┌────────

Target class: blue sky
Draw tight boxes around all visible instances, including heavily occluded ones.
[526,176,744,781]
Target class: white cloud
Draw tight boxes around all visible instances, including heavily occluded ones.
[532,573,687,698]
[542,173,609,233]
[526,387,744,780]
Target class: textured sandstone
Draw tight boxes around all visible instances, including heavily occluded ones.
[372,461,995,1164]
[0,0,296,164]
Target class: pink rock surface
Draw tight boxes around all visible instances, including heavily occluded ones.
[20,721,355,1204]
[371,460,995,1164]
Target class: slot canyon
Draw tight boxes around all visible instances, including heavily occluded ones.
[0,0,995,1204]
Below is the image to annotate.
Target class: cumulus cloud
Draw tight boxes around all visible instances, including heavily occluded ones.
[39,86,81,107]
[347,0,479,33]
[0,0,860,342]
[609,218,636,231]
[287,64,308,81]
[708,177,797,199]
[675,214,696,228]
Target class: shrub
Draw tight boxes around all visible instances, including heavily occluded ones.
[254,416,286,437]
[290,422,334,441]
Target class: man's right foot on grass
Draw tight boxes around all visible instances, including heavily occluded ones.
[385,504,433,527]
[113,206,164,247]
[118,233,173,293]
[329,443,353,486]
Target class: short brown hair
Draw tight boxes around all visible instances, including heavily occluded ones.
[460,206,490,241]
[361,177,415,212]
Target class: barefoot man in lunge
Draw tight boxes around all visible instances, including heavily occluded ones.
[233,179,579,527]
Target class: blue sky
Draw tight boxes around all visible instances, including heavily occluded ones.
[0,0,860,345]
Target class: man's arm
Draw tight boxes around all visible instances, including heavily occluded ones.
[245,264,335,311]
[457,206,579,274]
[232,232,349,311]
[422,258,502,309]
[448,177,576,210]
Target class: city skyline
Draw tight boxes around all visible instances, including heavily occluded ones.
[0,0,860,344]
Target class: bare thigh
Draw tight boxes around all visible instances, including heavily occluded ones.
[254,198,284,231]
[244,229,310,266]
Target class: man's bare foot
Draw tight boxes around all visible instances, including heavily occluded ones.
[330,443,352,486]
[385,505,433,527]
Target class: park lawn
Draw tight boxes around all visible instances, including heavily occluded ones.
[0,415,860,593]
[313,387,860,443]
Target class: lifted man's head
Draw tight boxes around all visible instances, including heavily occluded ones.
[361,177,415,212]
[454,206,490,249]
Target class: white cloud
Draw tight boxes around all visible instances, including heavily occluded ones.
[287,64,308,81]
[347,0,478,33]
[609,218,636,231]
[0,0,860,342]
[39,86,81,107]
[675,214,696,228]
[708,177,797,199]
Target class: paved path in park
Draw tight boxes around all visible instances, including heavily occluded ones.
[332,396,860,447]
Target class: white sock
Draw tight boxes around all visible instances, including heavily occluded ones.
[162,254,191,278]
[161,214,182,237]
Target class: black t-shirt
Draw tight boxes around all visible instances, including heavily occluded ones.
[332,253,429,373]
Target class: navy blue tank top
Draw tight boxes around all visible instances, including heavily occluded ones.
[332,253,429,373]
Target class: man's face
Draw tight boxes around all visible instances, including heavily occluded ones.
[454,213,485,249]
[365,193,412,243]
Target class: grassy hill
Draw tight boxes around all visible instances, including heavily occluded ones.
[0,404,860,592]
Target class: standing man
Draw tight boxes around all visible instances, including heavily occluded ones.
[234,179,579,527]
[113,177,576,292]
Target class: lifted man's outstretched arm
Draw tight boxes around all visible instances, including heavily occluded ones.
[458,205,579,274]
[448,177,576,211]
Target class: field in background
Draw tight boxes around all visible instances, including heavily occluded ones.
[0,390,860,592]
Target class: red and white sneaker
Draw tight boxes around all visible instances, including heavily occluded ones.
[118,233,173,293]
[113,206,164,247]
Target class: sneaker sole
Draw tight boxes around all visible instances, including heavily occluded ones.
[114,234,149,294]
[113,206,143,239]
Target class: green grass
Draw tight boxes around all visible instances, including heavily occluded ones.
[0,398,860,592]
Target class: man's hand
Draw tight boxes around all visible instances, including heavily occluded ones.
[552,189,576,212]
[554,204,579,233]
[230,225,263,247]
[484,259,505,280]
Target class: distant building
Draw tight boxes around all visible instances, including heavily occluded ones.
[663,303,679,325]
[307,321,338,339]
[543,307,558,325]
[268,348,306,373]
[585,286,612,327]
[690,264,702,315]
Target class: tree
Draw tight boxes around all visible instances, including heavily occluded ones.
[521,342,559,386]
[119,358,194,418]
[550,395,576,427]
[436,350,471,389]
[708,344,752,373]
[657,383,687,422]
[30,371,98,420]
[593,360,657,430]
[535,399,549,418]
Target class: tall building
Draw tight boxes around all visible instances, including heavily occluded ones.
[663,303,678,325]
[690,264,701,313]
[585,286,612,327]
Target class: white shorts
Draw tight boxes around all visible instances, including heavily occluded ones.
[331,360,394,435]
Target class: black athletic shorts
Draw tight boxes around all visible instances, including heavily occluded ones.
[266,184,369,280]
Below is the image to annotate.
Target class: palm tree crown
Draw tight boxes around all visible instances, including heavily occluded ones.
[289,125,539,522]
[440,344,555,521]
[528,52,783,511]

└────────

Show each line of the material that contains the word "shorts".

**Solution to the problem:**
Target class: white shorts
Target class: black athletic shorts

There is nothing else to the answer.